[Dataset items]
***

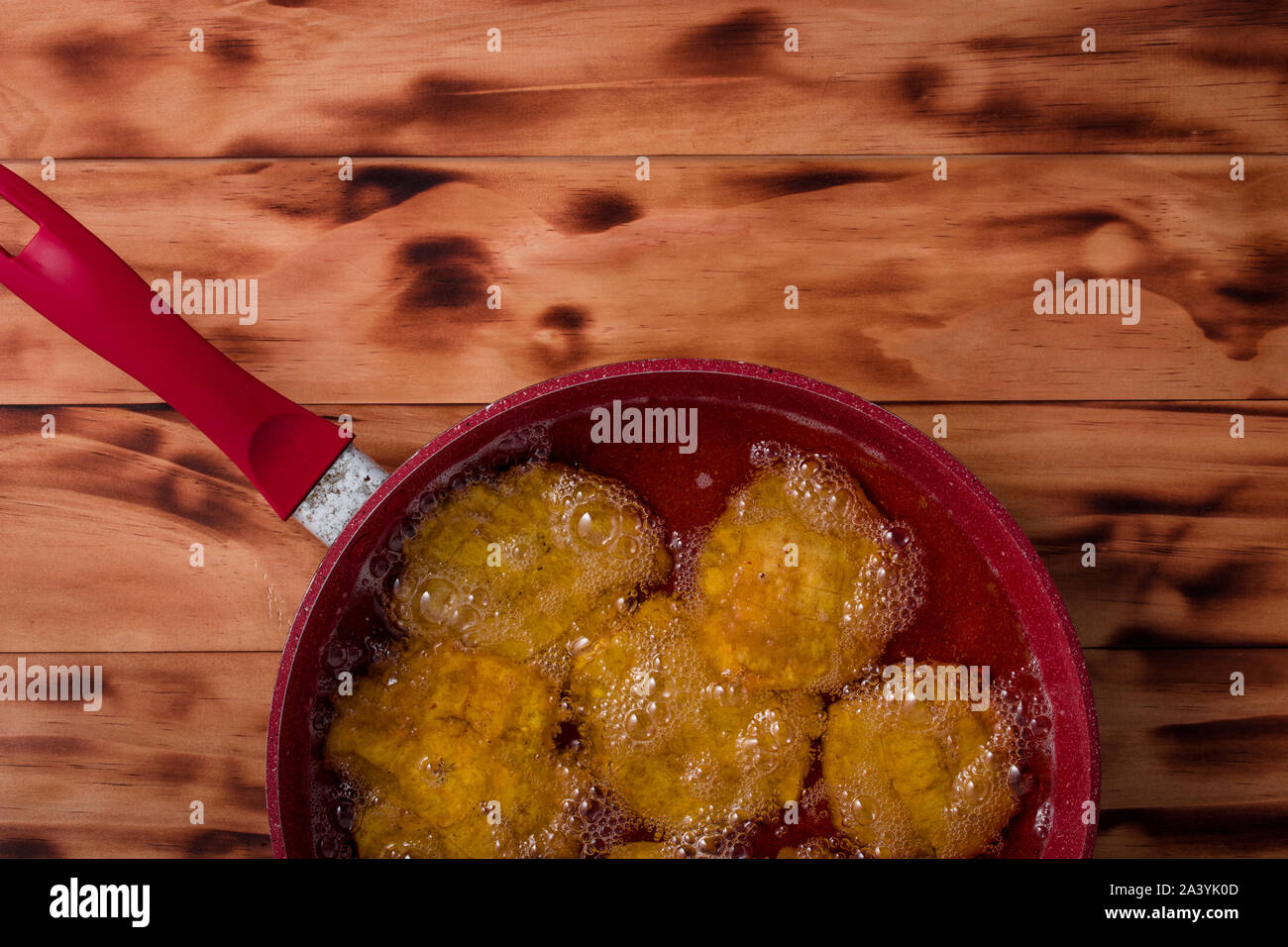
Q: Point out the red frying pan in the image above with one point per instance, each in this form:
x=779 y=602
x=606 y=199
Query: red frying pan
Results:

***

• What you will do
Your copy should match every entry above exactly and contain no pictures.

• Answer box
Q: Point out the red frying pan in the image above with one point per instance, each in this form:
x=779 y=602
x=606 y=199
Query: red frying pan
Results:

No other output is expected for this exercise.